Jaksa penuntut umum memutar rekaman telepon Menteri Agama Lukman Hakim dengan Staf Khusus Menteri Agama Gugus Joko Waskito. Terungkap percakapan Lukman menanyakan terkait pengisian jabatan Kakanwil Kemenag.

Barang bukti itu diputar dalam sidang jual beli jabatan Kemenag di Pengadilan Tipikor, Jakarta Pusat, Rabu (26/6).

Dalam percakapan itu, Lukman meminta Gugus untuk segera meminta kabar kepada Ketua Umum PPP saat itu Romahurmuziy alias Romi. Kabar yang dimaksud terkait Kakanwil Sulawesi Barat dan Jawa Timur.

Jaksa Abdul Basir menyebut Lukman menelepon dengan menggunakan ponsel ajudannya, Mukmin. Berikut percakapan Lukman dengan Gugus yang membawa Romi. Dalam percakapan, Lukman menyebut Romi sebagai ketum. Lukman, Romi, dan Gugus merupakan kader PPP.

Lukman: Assalamualaikum,

Gugus: Walaikumsalam

Lukman: Cepet tanyakan ke Ketum (Romahurmuziy), untuk Sulbar gimana?

Gugus: enggeh-enggeh

Lukman: Kanwil Sulbar, lalu kemudian Jawa Timur bagaimana?

Gugus: enggeh-enggeh

Lukman: Dua itu saja pak.

Gugus: enggeh-enggeh

Lukman: Ya makasih.

Jaksa Abdul menanyakan kepada Lukman apa urgensi telpon tersebut. Sebab, tercatat telpon itu terjadi pada 30 Januari 2019. Saat proses seleksi Kakanwil masih berjalan.

Lukman berdalih itu untuk menanyakan informasi apa yang Romi ketahui. Sebab, dia mengaku menerima informasi terkait proses di Kakanwil Sulbar.

"Saya dengar dari ketum, sodara Romahurmuziy, saya ingin tahu masukan dia seperti apa terkait Sulbar. Karena dengar banyak informasi. Saya merasa dia punya informasi," kata dia.

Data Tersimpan
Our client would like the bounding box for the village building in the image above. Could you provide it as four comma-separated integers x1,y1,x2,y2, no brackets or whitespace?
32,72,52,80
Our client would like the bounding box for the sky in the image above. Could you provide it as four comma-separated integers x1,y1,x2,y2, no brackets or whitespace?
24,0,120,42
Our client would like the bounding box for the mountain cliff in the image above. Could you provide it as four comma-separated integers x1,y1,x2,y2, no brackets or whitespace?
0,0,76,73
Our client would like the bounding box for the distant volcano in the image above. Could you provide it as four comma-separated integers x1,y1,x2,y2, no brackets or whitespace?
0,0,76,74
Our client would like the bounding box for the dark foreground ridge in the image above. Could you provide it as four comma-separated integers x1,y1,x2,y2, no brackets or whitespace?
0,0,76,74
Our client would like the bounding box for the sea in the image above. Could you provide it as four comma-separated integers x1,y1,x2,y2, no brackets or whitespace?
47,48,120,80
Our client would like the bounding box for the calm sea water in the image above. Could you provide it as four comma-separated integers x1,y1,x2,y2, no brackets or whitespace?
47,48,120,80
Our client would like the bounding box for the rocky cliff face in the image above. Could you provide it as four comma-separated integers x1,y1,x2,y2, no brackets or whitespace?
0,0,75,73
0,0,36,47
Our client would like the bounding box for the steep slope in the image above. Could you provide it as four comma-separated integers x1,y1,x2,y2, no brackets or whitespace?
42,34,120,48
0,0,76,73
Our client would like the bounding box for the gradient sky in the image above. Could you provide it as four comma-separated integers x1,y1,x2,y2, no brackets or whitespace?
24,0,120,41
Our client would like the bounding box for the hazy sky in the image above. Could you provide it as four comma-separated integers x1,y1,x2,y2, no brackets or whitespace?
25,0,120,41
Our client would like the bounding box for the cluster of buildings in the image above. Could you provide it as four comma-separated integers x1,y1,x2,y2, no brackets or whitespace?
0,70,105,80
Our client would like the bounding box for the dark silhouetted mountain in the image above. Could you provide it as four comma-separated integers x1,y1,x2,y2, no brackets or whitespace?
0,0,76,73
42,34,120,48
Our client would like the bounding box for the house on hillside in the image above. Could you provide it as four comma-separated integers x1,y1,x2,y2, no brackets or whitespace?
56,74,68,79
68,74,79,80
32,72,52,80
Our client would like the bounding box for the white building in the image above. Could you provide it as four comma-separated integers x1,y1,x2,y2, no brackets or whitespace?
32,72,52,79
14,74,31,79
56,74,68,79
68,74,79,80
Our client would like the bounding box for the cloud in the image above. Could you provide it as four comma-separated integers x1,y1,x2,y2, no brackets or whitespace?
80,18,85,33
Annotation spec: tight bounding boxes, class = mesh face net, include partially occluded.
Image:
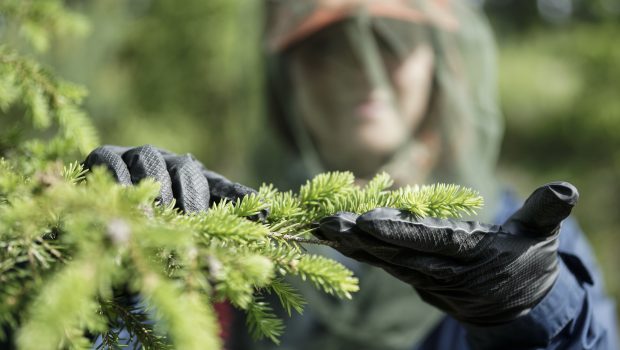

## [DAFTAR TUGAS]
A: Dalam berita sidang jual beli jabatan Kemenag, ponsel siapa yang dipakai Lukman untuk menelepon Gugus?
B: Teruskan berita sidang jual beli jabatan Kemenag, dimulai sesudah kalimat terakhirnya.
Item tersebut merupakan materi tersendiri, terpisah dari berita sidang jual beli jabatan Kemenag.

## [DAFTAR JAWABAN]
A: Ponsel ajudannya, Mukmin.

B:
Lebih lanjut, dia kembali membantah Romi merekomendasikan nama terdakwa Haris Hasanuddin sebagai Kakanwil Kemenag Jatim. Sebab Romi merekomendasikan nama lain Moch Amin Machud. Namun yang terpilih adalah sang terdakwa.

Konteks pertanyaan dalam telpon terkait Kakanwil Jatim adalah, kata Lukman, untuk mendapatkan perkembangan. Dia mengaku sampai saat ini belum mendapatkan respon dari Romi.

"Sampai saat ini belum ada respon balik," ucapnya.

Diketahui Kepala Kantor Wilayah Kementerian Agama Provinsi Jawa Timur, Haris Hasanudin didakwa menyuap anggota DPR 2014-2019 sekaligus Ketua Umum Partai Persatuan Pembangunan (PPP) Romahurmuziy alias Romi berupa uang Rp 325 juta.

Haris juga disebut dalam surat dakwaan memberi uang dengan total Rp 70 juta kepada Menteri Agama Lukman Hakim Saifuddin agar lolos seleksi pencalonan Kakanwil Kemenag Provinsi Jatim. Sejatinya, Haris tidak lolos persyaratan administrasi.

Lukman, atas perintah Romi sebagai atasan struktural partai, membuat Haris lolos seleksi dan terpilih sebagai Kakanwil Kemenag Provinsi Jatim. Bahkan dalam satu pertemuan, Lukman mengatakan siap pasang badan untuk Haris.

Atas pernyataan tersebut, Haris memberi Rp 50 juta kepada Lukman.

Beberapa hari kemudian Haris kembali merogoh kocek Rp 20 juta untuk diserahkan kepada Lukman melalui Herry Purwanto sebagai bagian komitmen fee yang telah disiapkan.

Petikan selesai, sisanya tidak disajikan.